WORK TO COMPLETE:
Copy out everything from the start of the records down through the line containing "5L327 7V0L279 2L278", keeping every character unchanged.

Stored data entries

--

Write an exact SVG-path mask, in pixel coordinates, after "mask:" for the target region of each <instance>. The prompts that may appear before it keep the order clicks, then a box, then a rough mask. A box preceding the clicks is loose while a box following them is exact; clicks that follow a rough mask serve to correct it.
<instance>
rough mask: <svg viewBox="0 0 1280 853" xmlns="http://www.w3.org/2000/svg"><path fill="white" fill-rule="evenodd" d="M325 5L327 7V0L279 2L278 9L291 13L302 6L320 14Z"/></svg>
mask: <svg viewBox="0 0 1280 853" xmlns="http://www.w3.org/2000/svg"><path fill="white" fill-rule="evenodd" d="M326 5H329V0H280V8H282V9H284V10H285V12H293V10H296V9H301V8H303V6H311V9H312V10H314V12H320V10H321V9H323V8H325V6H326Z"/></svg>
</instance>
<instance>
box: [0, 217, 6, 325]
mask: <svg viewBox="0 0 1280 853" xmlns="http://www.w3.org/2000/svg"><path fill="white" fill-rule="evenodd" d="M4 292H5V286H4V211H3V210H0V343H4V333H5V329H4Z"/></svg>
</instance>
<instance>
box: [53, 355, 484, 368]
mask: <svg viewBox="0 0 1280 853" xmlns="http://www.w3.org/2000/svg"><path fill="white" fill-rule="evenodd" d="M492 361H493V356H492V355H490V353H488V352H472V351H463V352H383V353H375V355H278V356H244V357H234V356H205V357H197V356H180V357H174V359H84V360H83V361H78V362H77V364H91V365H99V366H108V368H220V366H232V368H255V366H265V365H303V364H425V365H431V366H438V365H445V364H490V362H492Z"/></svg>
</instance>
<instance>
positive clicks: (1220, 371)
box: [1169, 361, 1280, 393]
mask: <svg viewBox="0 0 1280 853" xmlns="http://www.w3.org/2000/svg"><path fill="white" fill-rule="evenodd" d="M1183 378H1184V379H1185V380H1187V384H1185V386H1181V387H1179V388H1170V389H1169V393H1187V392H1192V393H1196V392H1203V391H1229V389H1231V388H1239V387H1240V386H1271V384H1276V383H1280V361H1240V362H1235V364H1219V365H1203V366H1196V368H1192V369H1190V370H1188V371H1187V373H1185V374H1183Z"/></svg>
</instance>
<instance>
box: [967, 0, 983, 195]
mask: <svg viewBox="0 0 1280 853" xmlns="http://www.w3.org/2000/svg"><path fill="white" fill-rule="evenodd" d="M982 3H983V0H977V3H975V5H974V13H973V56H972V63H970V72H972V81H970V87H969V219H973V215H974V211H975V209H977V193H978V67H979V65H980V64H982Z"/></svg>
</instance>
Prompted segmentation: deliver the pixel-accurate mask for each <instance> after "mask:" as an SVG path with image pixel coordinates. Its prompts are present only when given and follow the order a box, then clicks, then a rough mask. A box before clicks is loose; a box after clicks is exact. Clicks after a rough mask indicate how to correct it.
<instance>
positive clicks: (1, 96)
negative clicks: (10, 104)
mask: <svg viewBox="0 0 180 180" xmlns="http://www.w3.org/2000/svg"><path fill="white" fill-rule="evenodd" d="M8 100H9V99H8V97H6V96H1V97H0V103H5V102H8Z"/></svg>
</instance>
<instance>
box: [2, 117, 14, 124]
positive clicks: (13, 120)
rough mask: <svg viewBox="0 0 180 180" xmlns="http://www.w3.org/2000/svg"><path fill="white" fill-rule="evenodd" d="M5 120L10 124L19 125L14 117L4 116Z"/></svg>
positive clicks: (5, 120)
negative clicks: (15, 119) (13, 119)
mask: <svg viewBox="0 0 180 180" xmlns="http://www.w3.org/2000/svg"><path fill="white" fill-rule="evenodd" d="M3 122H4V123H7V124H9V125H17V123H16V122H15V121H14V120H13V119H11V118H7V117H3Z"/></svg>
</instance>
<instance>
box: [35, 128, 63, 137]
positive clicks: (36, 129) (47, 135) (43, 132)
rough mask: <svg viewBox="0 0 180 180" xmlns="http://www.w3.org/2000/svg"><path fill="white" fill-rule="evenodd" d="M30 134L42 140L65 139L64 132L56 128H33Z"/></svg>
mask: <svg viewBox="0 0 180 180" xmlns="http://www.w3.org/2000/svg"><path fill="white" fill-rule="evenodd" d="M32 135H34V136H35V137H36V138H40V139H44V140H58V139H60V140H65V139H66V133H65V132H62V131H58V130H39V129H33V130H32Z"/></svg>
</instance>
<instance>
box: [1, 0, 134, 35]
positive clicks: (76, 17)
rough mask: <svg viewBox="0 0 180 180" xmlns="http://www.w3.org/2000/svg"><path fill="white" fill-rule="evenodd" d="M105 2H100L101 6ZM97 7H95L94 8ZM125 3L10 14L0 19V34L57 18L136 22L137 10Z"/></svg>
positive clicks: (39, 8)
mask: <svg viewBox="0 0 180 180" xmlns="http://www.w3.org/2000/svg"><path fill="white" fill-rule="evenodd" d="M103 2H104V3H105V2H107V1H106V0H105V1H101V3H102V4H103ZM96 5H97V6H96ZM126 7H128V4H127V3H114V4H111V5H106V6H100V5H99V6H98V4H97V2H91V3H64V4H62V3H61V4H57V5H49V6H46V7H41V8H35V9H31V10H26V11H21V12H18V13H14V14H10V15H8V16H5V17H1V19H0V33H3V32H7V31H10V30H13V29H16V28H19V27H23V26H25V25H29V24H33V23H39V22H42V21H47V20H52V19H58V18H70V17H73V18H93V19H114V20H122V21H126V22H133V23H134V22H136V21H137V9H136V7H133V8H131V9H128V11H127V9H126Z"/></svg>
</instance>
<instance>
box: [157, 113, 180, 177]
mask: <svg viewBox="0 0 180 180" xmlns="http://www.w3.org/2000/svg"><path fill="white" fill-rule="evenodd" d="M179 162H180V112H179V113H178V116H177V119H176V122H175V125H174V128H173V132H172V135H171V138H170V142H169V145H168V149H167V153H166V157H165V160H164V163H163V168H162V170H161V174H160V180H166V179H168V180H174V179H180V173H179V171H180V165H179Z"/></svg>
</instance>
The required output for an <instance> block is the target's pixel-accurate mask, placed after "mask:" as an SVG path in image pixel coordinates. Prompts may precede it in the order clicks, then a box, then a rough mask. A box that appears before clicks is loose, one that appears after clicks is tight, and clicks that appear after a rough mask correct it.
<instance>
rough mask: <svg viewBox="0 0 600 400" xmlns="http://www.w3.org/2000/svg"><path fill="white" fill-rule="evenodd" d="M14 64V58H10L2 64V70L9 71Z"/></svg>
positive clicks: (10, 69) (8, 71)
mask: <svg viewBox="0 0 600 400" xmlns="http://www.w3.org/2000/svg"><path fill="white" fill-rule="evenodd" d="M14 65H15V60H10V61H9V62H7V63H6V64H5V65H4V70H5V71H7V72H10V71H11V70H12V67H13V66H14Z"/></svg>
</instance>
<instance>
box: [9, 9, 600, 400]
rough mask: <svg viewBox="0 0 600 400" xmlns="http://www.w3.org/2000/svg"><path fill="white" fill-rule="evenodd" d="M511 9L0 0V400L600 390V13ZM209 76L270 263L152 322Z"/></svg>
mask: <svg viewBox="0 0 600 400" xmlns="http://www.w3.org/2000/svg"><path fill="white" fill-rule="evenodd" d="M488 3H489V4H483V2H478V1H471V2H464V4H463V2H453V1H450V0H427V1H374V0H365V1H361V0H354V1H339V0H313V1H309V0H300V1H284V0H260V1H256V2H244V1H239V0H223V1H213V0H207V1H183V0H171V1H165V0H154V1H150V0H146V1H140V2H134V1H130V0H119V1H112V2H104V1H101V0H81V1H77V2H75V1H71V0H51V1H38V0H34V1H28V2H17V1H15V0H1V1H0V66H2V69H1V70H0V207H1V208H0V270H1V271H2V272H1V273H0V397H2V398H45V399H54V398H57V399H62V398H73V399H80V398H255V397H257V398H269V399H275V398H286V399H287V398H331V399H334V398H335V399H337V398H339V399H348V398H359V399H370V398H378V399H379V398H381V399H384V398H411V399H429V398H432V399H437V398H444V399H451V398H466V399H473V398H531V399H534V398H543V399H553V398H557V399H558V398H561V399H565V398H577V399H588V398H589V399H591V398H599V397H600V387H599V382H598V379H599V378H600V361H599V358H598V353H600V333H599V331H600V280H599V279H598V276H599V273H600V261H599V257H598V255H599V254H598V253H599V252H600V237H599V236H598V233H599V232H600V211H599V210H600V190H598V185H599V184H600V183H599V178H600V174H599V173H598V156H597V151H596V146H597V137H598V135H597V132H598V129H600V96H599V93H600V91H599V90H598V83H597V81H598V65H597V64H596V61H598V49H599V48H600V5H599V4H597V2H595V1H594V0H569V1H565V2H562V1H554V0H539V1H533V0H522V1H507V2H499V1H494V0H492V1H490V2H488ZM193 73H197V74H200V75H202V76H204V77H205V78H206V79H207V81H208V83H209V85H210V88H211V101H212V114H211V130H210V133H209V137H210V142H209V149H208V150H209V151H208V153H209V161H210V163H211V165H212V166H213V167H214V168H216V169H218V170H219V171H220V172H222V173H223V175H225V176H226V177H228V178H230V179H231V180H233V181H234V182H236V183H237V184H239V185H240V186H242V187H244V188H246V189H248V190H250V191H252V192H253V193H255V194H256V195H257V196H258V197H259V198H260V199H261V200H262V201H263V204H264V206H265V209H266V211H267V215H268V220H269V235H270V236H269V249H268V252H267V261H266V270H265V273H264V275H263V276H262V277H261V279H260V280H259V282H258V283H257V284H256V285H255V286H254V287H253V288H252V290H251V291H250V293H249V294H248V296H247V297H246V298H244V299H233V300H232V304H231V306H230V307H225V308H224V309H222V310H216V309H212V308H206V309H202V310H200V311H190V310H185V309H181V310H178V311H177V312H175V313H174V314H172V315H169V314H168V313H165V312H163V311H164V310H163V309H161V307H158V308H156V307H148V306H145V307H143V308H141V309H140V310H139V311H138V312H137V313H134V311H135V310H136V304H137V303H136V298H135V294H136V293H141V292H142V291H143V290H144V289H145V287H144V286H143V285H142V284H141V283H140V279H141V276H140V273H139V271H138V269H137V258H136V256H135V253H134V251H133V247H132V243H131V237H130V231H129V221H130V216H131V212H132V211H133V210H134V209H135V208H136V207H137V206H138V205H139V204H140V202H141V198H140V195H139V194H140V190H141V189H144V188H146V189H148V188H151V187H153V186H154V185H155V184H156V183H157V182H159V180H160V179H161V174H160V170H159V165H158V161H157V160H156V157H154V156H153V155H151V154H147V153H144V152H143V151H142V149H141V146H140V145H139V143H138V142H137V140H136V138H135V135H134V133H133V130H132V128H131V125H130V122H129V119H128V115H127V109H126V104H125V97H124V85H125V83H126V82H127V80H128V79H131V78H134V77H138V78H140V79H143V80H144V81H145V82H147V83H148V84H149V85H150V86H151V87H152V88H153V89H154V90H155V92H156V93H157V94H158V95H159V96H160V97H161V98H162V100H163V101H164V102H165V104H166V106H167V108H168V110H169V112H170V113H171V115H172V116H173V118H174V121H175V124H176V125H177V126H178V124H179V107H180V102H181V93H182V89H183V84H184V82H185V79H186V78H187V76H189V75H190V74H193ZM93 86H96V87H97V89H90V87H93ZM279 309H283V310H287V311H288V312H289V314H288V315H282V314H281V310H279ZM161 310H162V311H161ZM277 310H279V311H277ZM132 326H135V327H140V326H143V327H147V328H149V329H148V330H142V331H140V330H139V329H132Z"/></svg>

--

ANSWER FOR THE TASK:
Write an exact SVG-path mask, in pixel coordinates, after "mask:" for the target region of each <instance>. The prompts that may appear before it keep the order clicks, then a box, then a rough mask. A box preceding the clicks is loose while a box following them is exact; clicks that follow a rough mask serve to correct it.
<instance>
rough mask: <svg viewBox="0 0 1280 853" xmlns="http://www.w3.org/2000/svg"><path fill="white" fill-rule="evenodd" d="M325 5L327 7V0L279 2L278 9L291 13L302 6L320 14Z"/></svg>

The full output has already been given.